(Referring expression pointing data)
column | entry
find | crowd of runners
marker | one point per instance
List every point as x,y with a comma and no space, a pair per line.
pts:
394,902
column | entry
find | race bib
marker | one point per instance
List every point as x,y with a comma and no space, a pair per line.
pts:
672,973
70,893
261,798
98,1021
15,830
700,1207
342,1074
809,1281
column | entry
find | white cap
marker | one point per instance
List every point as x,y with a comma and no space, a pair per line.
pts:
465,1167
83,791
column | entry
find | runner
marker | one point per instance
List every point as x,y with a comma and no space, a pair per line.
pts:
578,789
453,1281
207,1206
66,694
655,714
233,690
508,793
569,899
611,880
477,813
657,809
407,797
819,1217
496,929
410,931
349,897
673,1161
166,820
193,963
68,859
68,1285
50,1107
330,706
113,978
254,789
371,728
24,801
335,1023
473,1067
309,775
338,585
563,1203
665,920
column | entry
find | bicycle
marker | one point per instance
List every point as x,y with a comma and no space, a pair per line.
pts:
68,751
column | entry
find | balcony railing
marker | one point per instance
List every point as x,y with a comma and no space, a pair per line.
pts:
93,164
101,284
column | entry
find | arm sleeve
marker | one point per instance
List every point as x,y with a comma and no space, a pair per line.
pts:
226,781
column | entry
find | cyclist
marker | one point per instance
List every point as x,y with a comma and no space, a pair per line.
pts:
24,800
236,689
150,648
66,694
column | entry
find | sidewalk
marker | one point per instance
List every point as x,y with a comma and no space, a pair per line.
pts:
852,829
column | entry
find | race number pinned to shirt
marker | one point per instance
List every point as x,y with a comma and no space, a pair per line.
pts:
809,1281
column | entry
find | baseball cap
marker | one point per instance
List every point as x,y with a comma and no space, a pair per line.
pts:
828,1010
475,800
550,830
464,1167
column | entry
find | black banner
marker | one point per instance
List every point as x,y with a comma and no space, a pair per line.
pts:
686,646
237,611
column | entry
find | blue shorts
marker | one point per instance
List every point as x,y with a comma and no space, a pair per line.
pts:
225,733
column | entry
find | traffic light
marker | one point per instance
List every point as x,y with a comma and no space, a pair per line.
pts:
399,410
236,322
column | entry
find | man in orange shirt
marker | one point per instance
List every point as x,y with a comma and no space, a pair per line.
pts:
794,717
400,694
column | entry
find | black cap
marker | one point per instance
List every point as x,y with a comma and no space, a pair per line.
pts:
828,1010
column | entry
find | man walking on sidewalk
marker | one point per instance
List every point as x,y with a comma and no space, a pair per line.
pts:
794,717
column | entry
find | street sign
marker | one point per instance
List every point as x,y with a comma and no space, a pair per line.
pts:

> WHAT NEEDS TO BE DONE: Write the entries out once more, exactly as they were given.

> EXERCISE RESULT:
column | entry
find | crowd of runners
marker | one point per instance
List every point as x,y with a comma and no space, a pair per line.
pts:
394,902
column | entry
find | race bib
marker | one point per instance
List every point as x,y with a comma and no space, a pair per line.
pts:
672,973
70,893
261,798
98,1021
15,830
700,1207
342,1074
809,1281
column | entry
find | white cap
marker | one point per instance
List every point as x,y with a comma and no space, a pair per line.
pts:
465,1167
83,791
column | entry
find | runner
marker | one point per instance
List every point as x,y with a comma and no space, a pair per line.
pts:
578,789
453,1281
207,1206
66,694
655,714
233,690
508,793
569,899
611,880
477,813
657,809
407,797
819,1217
496,929
410,931
349,897
673,1161
166,820
193,963
68,859
68,1285
50,1107
330,706
113,978
254,789
371,728
24,801
335,1023
473,1067
309,775
338,585
563,1203
665,920
column | entry
find | bicycle
marker | one point per instance
List every point as x,y with a comma and no space, a pair per line.
pts:
68,751
column | entry
find | balcony railing
marker | one point per instance
List every point as x,y with a comma and no space, a pair per line.
pts:
93,164
101,284
column | entry
find | arm sleeve
marker | one point per instance
List every point as x,y with a comma and no space, a pair per line.
pts:
226,781
column | entry
find | cyclist
marker | one point per instance
List every point as x,y with a comma and no space, a pair per line.
pts:
24,800
236,689
150,648
66,694
column | entry
find | sidewalk
marker | one point per instance
List every point as x,y with a comma and no space, a pair per line.
pts:
852,829
column | entry
find | race number pinned to shirt
marker | one point per instance
List every point as x,y with a comma and no space, a pair per line.
pts:
809,1281
column | entry
find | baseball cap
marker | one point per instance
List every point as x,y with a comma and no space, a pair per line.
pts:
828,1010
475,800
550,830
464,1167
column | entry
find | black banner
marker | one point per instance
List every point as x,y with a comma and no space, a pair per line.
pts:
686,646
237,611
column | entry
find | blue shorts
marker | one point per instance
List every point as x,y with a comma and no space, a pair per line.
pts:
225,733
column | entry
find | traffic light
marker | one point per instance
List every point as x,y with a comma and no space, a pair per line.
pts:
399,410
236,322
column | entry
find | man in orange shirt
marker | one point per instance
List every point as x,y with a comma and no space, a pair per line.
pts:
794,717
400,694
column | entry
find | black cap
marker | one point per instance
List every point as x,y with a comma and no space, a pair per line.
pts:
828,1010
column | entry
find | man walking on sidewalk
marker | one point per instance
List every point as x,y with a comma and no space, a pair per line.
pts:
794,717
column | entry
find | street sign
marker | one point per instance
List every point as x,y with a comma and no space, a pair per line.
pts:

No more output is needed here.